本文
【3日目の朝】顔が四角になる
腫れが下に降りて来て、顔が四角になる。鼻血が止まる。人中と唇が激しく腫れてなぜか歯まで痛いのでめくってみると、唇の裏側から歯茎にかけて全部がアザになっていた。
腫れとマヒで上唇が動かず、歯磨きにも苦労する。
目元のアザが黄色くなってきていて、少しだけ希望が見える。痛みは相変わらず顔全体がじんじんと痛み、鼻の奥に鈍痛がある。夜中になると発熱し、その都度痛み止めを飲んで体中を冷やす。
術後3日目、だいぶ腫れがひいてきた
地獄だと評判の鼻栓抜きは激痛だが、一瞬で終わった。こんな量のガーゼがこんな小さな鼻の穴に入っているんですか?という大きさのガーゼが血まみれで引っ張り出されて、なかなかグロテスク。
上原先生は鼻栓を詰める時に軟膏をまわりにしこませているらしく、よく聞く「血が固まってベリベリ剥がされて痛かった」というようなことはなかった。圧倒的感謝。
そして、鼻栓を抜いた後の幸福度はすごい。息が吸える。味がする。つばを飲み込んでも痛くない。目の側まで突っ込まれていた大量のガーゼが取れたことで、急激に圧迫感や頭痛がなくなり、腫れも引いていく。
ちなみにダウンタイム中一切、目頭切開と埋没法の痛みはなかった。もしくは鼻がツラすぎて感じなかったのかもしれない。ここから一気に回復に向かっていく。
【抜糸後】腫れがぐんぐん引いていく
抜糸はやや痛かったが、私に関して言えば「大したことないな」という感想だった。

利用可能なデータ
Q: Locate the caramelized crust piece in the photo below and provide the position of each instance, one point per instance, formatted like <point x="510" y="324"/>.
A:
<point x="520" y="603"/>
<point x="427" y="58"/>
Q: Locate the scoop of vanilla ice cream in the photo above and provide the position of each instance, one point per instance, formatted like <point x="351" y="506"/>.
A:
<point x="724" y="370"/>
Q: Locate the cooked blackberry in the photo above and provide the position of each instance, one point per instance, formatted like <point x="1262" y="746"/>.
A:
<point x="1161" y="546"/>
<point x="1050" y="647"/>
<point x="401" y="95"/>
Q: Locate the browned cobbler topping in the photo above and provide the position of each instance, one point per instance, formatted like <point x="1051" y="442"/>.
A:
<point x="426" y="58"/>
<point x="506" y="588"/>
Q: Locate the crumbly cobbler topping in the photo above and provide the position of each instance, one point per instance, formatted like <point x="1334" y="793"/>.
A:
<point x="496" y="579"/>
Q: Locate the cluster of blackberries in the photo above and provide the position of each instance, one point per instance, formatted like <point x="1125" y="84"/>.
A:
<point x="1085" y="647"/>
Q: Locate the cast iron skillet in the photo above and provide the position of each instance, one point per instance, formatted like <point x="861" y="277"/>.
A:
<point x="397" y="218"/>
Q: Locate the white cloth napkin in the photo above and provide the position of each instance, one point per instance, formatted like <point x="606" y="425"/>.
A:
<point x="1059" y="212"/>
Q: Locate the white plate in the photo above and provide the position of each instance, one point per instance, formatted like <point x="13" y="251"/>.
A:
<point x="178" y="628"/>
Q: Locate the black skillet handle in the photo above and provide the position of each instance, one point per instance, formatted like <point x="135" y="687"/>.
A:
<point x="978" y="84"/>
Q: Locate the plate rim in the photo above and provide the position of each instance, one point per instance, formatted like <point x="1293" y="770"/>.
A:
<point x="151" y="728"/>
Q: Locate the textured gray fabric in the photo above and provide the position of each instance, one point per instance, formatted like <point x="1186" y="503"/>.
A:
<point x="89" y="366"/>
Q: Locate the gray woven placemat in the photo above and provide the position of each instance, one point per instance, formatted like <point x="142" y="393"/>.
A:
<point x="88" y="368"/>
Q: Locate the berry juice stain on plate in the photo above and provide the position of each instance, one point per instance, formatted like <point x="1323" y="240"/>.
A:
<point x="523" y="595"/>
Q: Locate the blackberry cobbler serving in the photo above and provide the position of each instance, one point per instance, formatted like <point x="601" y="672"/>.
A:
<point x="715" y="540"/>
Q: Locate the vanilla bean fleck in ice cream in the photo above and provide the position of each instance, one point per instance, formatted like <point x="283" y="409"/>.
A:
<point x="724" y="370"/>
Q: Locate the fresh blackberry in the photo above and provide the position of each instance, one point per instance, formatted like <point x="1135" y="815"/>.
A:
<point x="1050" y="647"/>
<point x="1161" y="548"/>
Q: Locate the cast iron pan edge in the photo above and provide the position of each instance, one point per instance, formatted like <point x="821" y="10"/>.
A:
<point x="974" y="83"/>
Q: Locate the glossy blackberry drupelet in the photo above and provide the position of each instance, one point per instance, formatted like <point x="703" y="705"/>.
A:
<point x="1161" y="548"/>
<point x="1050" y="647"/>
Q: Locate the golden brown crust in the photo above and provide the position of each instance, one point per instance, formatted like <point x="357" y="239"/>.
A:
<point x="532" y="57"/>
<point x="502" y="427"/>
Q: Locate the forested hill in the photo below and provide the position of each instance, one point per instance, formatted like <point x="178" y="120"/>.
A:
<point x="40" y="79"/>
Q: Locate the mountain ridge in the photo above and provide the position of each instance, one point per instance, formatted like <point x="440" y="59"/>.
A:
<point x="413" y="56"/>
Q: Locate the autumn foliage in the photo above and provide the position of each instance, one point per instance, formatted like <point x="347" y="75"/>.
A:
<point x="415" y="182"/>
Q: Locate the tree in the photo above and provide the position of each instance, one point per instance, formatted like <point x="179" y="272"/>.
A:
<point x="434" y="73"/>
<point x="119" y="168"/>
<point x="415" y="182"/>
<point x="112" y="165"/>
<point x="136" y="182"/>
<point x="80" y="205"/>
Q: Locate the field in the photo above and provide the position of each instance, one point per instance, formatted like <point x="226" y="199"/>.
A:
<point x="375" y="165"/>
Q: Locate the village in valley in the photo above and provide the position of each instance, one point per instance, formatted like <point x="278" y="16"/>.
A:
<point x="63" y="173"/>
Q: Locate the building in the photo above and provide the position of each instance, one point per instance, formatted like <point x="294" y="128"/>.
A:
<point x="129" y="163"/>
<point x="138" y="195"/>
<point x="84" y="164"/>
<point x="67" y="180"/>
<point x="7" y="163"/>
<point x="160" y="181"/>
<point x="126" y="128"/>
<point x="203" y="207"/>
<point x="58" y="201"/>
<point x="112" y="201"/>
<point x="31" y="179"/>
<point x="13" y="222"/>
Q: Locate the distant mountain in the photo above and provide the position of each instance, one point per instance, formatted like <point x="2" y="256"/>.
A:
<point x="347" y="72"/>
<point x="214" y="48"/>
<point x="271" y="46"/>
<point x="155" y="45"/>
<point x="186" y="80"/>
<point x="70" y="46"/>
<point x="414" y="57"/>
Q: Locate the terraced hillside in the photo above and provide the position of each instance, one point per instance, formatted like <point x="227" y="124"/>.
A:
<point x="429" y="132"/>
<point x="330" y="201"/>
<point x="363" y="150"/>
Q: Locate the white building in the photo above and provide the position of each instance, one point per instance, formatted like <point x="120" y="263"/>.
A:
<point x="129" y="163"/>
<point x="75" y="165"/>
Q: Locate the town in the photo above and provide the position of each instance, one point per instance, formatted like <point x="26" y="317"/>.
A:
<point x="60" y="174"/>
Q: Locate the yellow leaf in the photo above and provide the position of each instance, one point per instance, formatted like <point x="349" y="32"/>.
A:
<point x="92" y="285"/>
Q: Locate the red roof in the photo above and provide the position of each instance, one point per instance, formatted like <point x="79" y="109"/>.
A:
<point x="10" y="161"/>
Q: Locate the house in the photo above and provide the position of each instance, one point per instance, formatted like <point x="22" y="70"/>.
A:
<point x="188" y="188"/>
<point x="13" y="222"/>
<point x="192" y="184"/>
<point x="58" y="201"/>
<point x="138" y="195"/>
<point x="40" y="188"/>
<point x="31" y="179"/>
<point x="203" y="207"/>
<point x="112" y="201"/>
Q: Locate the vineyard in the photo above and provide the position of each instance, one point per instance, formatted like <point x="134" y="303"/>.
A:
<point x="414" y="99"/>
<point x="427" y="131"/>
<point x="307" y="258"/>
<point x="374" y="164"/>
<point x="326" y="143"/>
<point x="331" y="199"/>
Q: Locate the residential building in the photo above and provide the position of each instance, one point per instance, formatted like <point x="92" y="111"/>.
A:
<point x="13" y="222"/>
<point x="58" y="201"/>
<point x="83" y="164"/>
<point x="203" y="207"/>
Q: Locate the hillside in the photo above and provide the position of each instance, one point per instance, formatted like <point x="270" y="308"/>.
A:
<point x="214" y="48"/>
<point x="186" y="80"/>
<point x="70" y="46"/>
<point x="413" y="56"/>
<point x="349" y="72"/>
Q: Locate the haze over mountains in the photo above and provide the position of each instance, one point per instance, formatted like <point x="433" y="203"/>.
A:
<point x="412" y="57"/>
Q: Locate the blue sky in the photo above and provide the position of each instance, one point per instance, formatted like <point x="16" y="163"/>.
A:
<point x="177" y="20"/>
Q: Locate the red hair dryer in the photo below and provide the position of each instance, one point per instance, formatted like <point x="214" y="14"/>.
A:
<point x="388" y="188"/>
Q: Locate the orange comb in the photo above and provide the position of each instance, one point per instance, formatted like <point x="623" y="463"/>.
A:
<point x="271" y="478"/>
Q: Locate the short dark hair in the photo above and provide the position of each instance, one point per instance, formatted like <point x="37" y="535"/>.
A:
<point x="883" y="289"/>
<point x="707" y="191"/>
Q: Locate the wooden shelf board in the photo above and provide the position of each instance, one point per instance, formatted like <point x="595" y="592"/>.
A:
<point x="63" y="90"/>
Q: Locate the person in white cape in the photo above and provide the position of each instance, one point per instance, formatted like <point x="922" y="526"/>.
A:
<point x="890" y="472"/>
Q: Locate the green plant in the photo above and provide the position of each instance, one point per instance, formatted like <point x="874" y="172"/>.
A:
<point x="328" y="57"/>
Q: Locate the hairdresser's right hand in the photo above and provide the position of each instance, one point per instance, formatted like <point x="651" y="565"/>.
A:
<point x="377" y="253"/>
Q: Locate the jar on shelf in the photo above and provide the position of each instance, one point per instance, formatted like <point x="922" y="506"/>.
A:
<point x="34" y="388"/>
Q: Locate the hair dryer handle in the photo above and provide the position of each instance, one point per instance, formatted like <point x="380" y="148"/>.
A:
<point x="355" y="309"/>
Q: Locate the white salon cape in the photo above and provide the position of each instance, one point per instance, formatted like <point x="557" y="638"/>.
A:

課題内容
本文のうち、「目元のアザが黄色くなってきて」から「ら一気に回復に向かっていく。」までの部分を一字一句違えずに出力してください。

回答
目元のアザが黄色くなってきていて、少しだけ希望が見える。痛みは相変わらず顔全体がじんじんと痛み、鼻の奥に鈍痛がある。夜中になると発熱し、その都度痛み止めを飲んで体中を冷やす。
術後3日目、だいぶ腫れがひいてきた
地獄だと評判の鼻栓抜きは激痛だが、一瞬で終わった。こんな量のガーゼがこんな小さな鼻の穴に入っているんですか?という大きさのガーゼが血まみれで引っ張り出されて、なかなかグロテスク。
上原先生は鼻栓を詰める時に軟膏をまわりにしこませているらしく、よく聞く「血が固まってベリベリ剥がされて痛かった」というようなことはなかった。圧倒的感謝。
そして、鼻栓を抜いた後の幸福度はすごい。息が吸える。味がする。つばを飲み込んでも痛くない。目の側まで突っ込まれていた大量のガーゼが取れたことで、急激に圧迫感や頭痛がなくなり、腫れも引いていく。
ちなみにダウンタイム中一切、目頭切開と埋没法の痛みはなかった。もしくは鼻がツラすぎて感じなかったのかもしれない。ここから一気に回復に向かっていく。